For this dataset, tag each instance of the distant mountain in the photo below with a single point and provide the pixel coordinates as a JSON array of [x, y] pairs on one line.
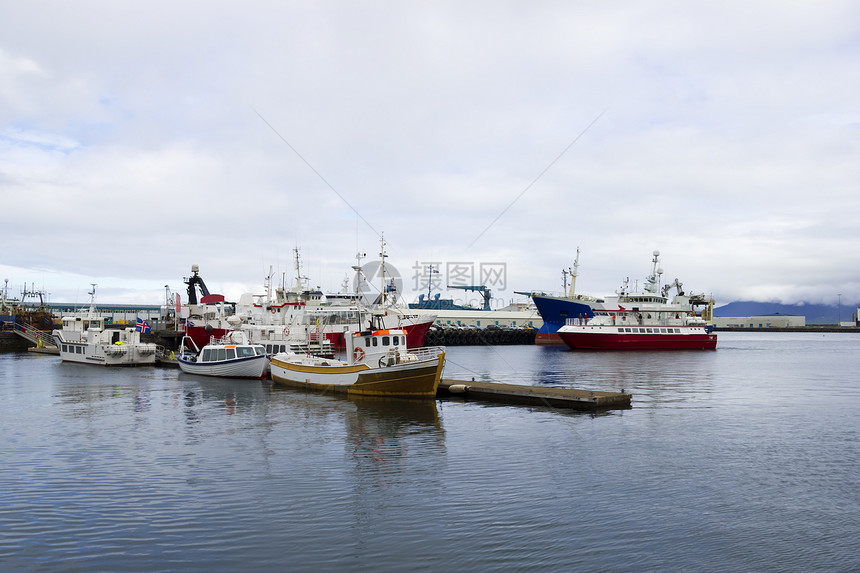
[[814, 313]]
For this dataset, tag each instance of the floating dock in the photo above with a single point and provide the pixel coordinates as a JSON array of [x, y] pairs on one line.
[[570, 398]]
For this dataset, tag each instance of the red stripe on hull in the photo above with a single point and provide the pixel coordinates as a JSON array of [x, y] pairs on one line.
[[593, 341]]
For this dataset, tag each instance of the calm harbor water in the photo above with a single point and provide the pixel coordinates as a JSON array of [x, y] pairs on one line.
[[742, 459]]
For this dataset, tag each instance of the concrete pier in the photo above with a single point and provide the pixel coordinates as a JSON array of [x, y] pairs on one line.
[[571, 398]]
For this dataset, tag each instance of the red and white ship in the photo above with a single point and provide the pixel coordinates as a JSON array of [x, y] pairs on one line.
[[645, 320]]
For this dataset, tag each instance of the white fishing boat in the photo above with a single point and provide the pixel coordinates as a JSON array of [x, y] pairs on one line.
[[83, 338], [378, 363], [229, 357], [644, 320]]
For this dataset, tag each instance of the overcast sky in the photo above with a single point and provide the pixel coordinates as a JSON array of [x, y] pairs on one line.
[[139, 138]]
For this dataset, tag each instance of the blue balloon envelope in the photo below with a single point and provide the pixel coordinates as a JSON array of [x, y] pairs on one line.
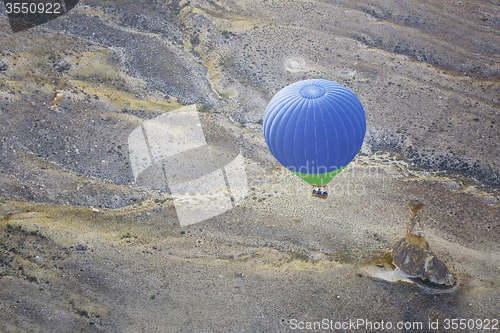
[[314, 128]]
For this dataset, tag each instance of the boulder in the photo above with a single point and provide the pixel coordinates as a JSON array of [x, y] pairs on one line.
[[414, 256]]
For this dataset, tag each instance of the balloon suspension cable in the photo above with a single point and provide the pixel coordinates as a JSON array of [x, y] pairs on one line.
[[320, 192]]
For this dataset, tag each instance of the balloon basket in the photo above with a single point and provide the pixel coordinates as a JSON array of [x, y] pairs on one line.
[[319, 193]]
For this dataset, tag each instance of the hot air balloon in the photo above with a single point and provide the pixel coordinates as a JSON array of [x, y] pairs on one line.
[[315, 128]]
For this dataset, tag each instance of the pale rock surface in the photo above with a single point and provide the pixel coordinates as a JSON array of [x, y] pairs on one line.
[[414, 256]]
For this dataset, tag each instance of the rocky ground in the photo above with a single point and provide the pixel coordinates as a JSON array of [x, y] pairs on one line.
[[82, 248]]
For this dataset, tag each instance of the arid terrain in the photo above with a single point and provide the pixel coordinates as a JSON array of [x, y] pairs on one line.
[[85, 247]]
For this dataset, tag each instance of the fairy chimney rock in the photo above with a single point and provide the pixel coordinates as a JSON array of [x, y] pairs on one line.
[[414, 256]]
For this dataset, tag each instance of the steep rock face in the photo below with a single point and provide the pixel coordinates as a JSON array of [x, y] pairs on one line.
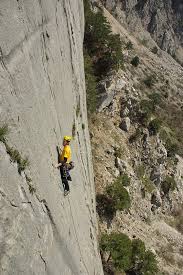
[[42, 85], [162, 19]]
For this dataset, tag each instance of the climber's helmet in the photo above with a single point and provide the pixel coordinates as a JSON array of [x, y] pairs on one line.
[[67, 140]]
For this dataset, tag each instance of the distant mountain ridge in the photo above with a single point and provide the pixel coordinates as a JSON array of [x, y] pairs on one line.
[[163, 19]]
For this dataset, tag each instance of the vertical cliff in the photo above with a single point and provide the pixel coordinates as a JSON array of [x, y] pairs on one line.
[[42, 98]]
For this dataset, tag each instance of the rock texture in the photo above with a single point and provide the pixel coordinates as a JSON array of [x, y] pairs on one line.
[[155, 215], [41, 86], [162, 19]]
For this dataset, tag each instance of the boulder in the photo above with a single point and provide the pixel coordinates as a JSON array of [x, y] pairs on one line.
[[125, 124]]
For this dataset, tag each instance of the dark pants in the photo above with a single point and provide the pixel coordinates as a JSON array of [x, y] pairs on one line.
[[64, 172]]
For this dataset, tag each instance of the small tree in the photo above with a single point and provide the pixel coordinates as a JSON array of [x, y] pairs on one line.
[[120, 248], [135, 61]]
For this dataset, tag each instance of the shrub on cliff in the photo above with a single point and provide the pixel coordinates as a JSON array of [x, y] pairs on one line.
[[105, 206], [154, 126], [129, 256], [102, 46], [119, 195], [90, 80]]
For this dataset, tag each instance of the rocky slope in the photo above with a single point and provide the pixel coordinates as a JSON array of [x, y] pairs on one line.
[[162, 19], [42, 98], [122, 144]]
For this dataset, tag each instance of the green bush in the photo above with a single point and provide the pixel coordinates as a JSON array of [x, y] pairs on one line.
[[156, 98], [102, 52], [154, 50], [16, 157], [105, 206], [3, 132], [91, 84], [119, 195], [154, 126], [118, 152], [172, 148], [120, 248], [103, 47], [134, 137], [124, 180], [169, 184], [149, 265], [149, 81], [146, 109], [129, 45], [135, 61], [129, 256], [147, 106]]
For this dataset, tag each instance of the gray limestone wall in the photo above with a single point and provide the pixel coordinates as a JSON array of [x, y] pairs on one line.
[[42, 98]]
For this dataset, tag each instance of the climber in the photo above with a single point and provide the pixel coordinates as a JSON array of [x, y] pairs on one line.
[[65, 164]]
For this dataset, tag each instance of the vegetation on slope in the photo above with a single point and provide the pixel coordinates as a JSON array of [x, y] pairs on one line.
[[102, 52], [126, 255]]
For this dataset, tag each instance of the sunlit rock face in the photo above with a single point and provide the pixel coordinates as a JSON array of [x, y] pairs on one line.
[[41, 86]]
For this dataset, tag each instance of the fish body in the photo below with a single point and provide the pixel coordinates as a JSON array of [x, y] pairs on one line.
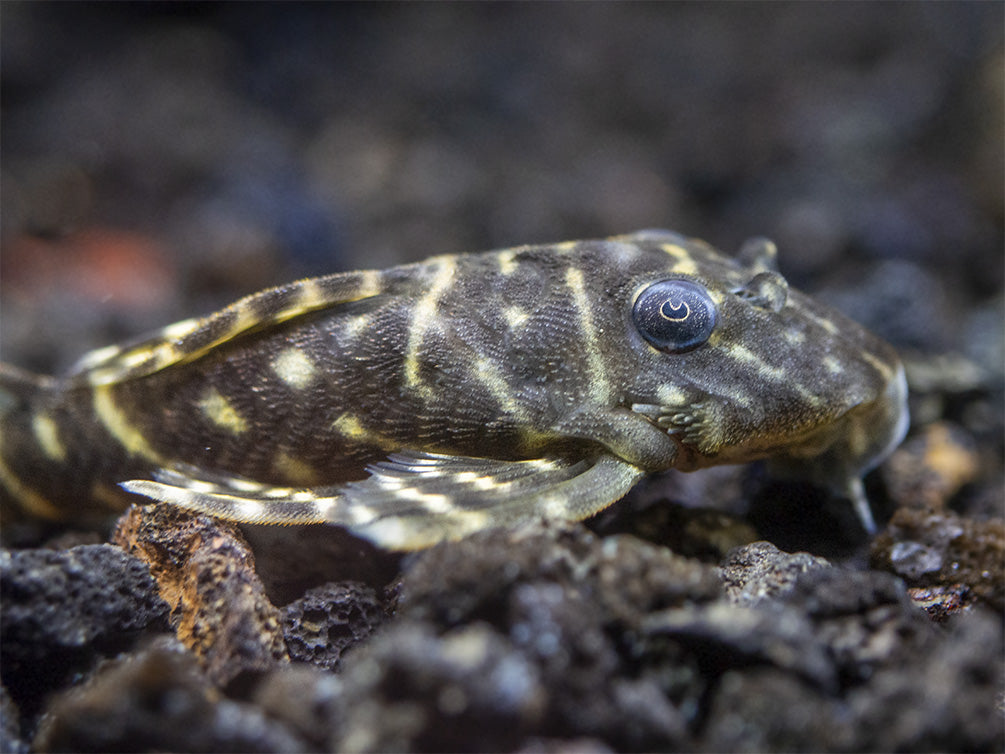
[[427, 401]]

· · ·

§ **Instructions to follow**: Return an exact copy of the data above, apart from any pictures.

§ **Output below**:
For this dataset, tag each instance of the distant mountain in the photo below with a single point and provide the pixel coordinates as a JSON array of [x, y] pairs on one line.
[[814, 313]]
For this dataset, tag each instance of the floating dock in the photo above with a single point and provide the pixel coordinates as a JSON array of [x, y] pairs on one line.
[[570, 398]]
For this dataset, tag each instance of the red stripe on hull in the photo above with a single point and provide the pixel coordinates as a JSON array of [x, y] pairs on one line.
[[593, 341]]
For this dataset, tag each instance of the calm harbor water in the photo above with a single point and provide the pixel coordinates as a JSON array of [x, y] pairs on one line.
[[742, 459]]
For this dataset, tag each instance of the concrete pier in the photo above with a single point and provide the pixel coordinates as a JSON array of [x, y] pairs on one line.
[[571, 398]]
For this dataset, tag each instance of the red and white ship in the photo above with a single point and provide the pixel coordinates as a JSON array of [x, y] pairs on one line.
[[645, 320]]
For this dataset, tag each instance of the white fishing boat in the photo above with a single point and provide the pixel coordinates as a JSON array of [x, y] pairs on one line.
[[83, 338], [378, 363], [229, 357], [644, 320]]
For this dataset, tag each instance of the overcast sky in the photo above with a single point and provide the pixel coordinates as a JSON array of [x, y] pairs on one line.
[[139, 138]]
For this dataset, tag each instance of the blue balloon envelope in the photo below with a single point and provide the pixel coordinates as a JSON array of [x, y] pairs on one line.
[[314, 128]]
For this dataset, tag each instance of the boulder in the photo above with a single point and provide the pixel coordinates as a JSON array of [x, y] pairs on one line.
[[414, 256]]
For this dataset, tag each instance of the balloon suspension cable in the photo above with a single point and provide the pixel coordinates as a JSON array of [x, y] pairs on one line.
[[320, 192]]
For this dataset, tag each instance of the balloon basket in the photo above with a single point and provide the pixel coordinates as a JSON array of [x, y] pairs on one line.
[[319, 193]]
For this dataset, tag each instance of the hot air balloon in the photo above with a single point and provide the pixel coordinates as a JSON array of [x, y] pairs on one line.
[[315, 128]]
For this dataset, tag each instance of the pale rock surface in the photo above with a single point and provide the pixel coordinates as a JSON array of [x, y] pairs on one line.
[[414, 256]]
For this dataset, tag each instance of the rocky ground in the photo above with a single point and provide the pixel coordinates as a JSON array of [x, y] pairs on one line.
[[82, 248]]
For this dataset, tag each instance of the arid terrain in the photo above with a single point and provide the pixel coordinates as a JSON array of [x, y] pairs on one line.
[[85, 247]]
For this dataset, tag each instance of the fairy chimney rock in the photo above with a single point and provide the pixel coordinates as a JSON array of [x, y] pairs on one line.
[[414, 256]]
For this dataset, tag each instance of the steep rock face in the photo below with a single point and provide the pixel coordinates as a JSON array of [x, y] pairs on one line.
[[42, 85], [162, 19]]
For this dataset, tag each instance of the climber's helmet in the photo above with a single point and provide the pixel coordinates as a JSON array of [x, y] pairs on one line.
[[67, 140]]
For this dataset, tag each instance of the distant mountain ridge in the photo above with a single point and provide the pixel coordinates as a JSON array of [x, y] pairs on one line.
[[163, 19]]
For this dataset, tag each instance of the vertical cliff in the photo above with a single point and provide the pixel coordinates as a JSON array of [x, y] pairs on one line.
[[42, 98]]
For this dataset, tag each instance of the rock texture in the photo above with a single point and provide the pixel coordinates as a JSON array of [x, y] pairs on one line.
[[155, 215], [41, 86], [162, 19]]
For this dataset, tag each instance of the boulder in the photo above with a single point and provide the pixel coordinates as a JSON array of [x, y] pairs on one line.
[[125, 124]]
For this dataset, tag each instance of the dark pants in the photo above with a single point and provide the pixel coordinates as a JSON array of [x, y] pairs on one line.
[[64, 172]]
For this dataset, tag each instance of the small tree in the photo above with a single point and provide the pixel coordinates as a JSON array of [x, y] pairs on one line.
[[120, 248], [135, 61]]
For this dataset, tag each instance of the shrub on cliff in the photo above with a single point and provide the pixel coordinates as a JSON array of [x, y] pairs on one line.
[[105, 206], [154, 126], [129, 256], [102, 46], [119, 195], [90, 80]]
For this dataset, tag each instance of the rocky slope in the photo above with a single point and provide the pixel coordinates as a JSON array of [x, y] pairs on one line.
[[162, 19], [42, 98], [122, 144]]
For this dataset, tag each instance of the green bush in the photo above with a single point and provide the pixel coordinates as a JSON array of [x, y] pairs on one line.
[[156, 98], [102, 52], [154, 50], [16, 157], [105, 206], [3, 132], [91, 84], [119, 195], [154, 126], [118, 152], [172, 148], [120, 248], [103, 47], [134, 137], [124, 180], [169, 184], [149, 265], [149, 81], [146, 109], [129, 45], [135, 61], [129, 256], [147, 106]]
For this dataset, tag each instance of the gray limestone wall in the photo above with a single point and provide the pixel coordinates as a JSON array of [x, y] pairs on one line.
[[42, 98]]
For this dataset, tag each instance of the climber in the photo above with a single point and provide the pixel coordinates as a JSON array of [x, y] pairs on one line.
[[65, 164]]
For this dataset, tag each instance of the vegetation on slope in the photo above with a single point and provide the pixel coordinates as a JSON array of [x, y] pairs on one line.
[[102, 52], [126, 255]]
For this dataset, tag each instance of the sunlit rock face in the photo above with a single point and provide the pixel coordinates as a JSON array of [x, y] pairs on one line.
[[41, 86]]
For this dataset, tag each instance of the fish body in the photo below with a single point and provide the pixel coordinates as a JSON array of [x, y] pairs on one line.
[[427, 401]]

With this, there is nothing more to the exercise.